[Location identification items]

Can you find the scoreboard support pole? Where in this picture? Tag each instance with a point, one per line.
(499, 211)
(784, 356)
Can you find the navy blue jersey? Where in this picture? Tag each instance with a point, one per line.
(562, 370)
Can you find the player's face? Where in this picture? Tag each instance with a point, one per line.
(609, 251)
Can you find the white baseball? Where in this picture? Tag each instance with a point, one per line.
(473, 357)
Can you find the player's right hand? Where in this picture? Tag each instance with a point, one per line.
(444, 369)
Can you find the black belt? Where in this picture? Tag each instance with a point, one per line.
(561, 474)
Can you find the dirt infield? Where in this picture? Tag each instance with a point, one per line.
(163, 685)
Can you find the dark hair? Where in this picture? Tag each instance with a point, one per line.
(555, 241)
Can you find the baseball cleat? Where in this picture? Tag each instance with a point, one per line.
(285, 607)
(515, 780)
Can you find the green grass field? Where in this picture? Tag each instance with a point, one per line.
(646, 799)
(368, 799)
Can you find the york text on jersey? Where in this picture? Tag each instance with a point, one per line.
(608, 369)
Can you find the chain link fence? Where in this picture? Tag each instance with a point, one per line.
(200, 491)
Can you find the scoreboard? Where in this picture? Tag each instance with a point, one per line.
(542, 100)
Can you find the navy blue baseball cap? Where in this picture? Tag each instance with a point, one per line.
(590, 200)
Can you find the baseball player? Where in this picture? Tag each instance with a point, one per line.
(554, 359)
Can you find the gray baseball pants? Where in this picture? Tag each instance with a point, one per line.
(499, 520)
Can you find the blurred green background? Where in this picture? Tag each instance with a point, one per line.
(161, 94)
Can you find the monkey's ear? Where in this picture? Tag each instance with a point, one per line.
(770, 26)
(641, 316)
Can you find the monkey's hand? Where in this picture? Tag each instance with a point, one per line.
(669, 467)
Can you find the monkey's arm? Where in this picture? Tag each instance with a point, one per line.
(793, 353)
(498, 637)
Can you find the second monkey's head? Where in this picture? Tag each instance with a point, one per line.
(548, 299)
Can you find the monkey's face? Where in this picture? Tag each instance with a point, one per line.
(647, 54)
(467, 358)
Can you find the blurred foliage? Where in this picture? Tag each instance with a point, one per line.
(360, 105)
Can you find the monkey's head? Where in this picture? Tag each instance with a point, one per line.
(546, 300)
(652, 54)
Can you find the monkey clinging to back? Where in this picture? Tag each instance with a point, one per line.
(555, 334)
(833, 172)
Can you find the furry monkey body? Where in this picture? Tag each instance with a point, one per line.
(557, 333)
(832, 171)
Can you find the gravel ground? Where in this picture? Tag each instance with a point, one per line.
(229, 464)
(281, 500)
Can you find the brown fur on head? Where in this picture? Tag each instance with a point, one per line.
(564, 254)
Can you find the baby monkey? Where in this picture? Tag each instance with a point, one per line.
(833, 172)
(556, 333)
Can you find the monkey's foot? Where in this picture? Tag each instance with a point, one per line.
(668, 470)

* [AIM] Please format every line of the listing above as a JSON list of strings, with one string per line and any blank lines left out.

* [PROBLEM SOLUTION]
[
  "Can you find the scoreboard support pole? Where in this picture? Tag each instance with a point, one per line.",
  "(499, 211)",
  "(784, 356)",
  "Can you find the navy blue jersey? Where in this picture? Tag each instance with a point, one per line.",
  "(562, 370)",
  "Can you find the player's face? Where in this picture? Tag each instance with a point, one per line.",
  "(609, 251)",
  "Can you find the white baseball? Where in this picture? Tag each instance with a point, one per line.",
  "(473, 357)",
  "Can you find the player's right hand? Where in this picture? Tag each instance with a point, one per line.",
  "(444, 369)",
  "Can you find the black belt? Where in this picture? Tag each instance with a point, one per line.",
  "(561, 474)",
  "Can you find the dirt infield? Where in this picture? Tag each instance with a point, one per line.",
  "(163, 685)",
  "Can you find the dark hair? Where in this picture? Tag each instance with a point, one per line.",
  "(555, 241)",
  "Can you find the baseball cleat? Where in this picture? Tag each instance with a point, one per line.",
  "(285, 607)",
  "(515, 780)",
  "Can you find the green grass field? Where in this picture? Tag each instance with a point, one per line.",
  "(646, 799)",
  "(368, 799)",
  "Can you find the york text on jersey? Where in this picture? Tag each instance with a point, one per line.",
  "(608, 369)",
  "Can you find the chain link fence? Where in this picture? Tag each instance with a point, one per line.",
  "(200, 491)",
  "Can you find the scoreboard? Where in this picture? Tag each instance with a point, one per line.",
  "(542, 100)",
  "Can you find the navy blue baseball cap? Where in this picture? Tag each instance with a point, one per line.",
  "(590, 200)",
  "Can you find the baseball player? Where in this picture? Tag each instance with a point, one per line.",
  "(554, 359)",
  "Can you find the gray baseball pants? Where in this picture? Tag each instance with a point, one per line.",
  "(499, 520)",
  "Can you find the blurred green background? Where in this picture? Tag each instance with a point, one per line.",
  "(161, 94)",
  "Can you find the monkey's ear? Where in this picture? Tag each instance with a point, one per line.",
  "(770, 26)",
  "(641, 316)",
  "Can you find the monkey's hand? Where in this picture? Tag each instance with a point, one per line.",
  "(669, 467)",
  "Can you find the monkey's arm? Where in this picture? Tag each instance with a point, one per line.",
  "(793, 353)",
  "(498, 637)",
  "Can you find the second monkey's head? Where in this picture? Tag each instance with a point, one per line.",
  "(548, 299)",
  "Can you find the monkey's face? Where in this picture? Tag each instance with a point, one per line.",
  "(647, 54)",
  "(467, 358)",
  "Can you find the blurred foliage? Where in this picture? Tag each instance with a point, one per line.",
  "(360, 105)",
  "Can you find the monkey's head? Where in this picture? Tag each instance with a point, one per line.",
  "(546, 300)",
  "(652, 54)",
  "Can you find the monkey clinging to back? Where in this picture? Tag each instance with a point, one per line.",
  "(555, 334)",
  "(833, 172)",
  "Can you find the furry monkey body? Where in this picture? Tag each instance with a point, one per line.",
  "(557, 333)",
  "(832, 171)",
  "Can you find the gravel ground? Where in this picture? Tag each instance with a point, one per line.",
  "(229, 464)",
  "(281, 500)",
  "Can you find the brown fur on head? Where in this picture? Tag each instance with a point, one per line.",
  "(564, 254)",
  "Can you find the baby monkey? Where in this picture? Tag each instance with a point, one per line.",
  "(833, 172)",
  "(556, 333)",
  "Can you find the monkey's foot? Where in this picture? Tag each instance with a point, one per line.",
  "(668, 470)"
]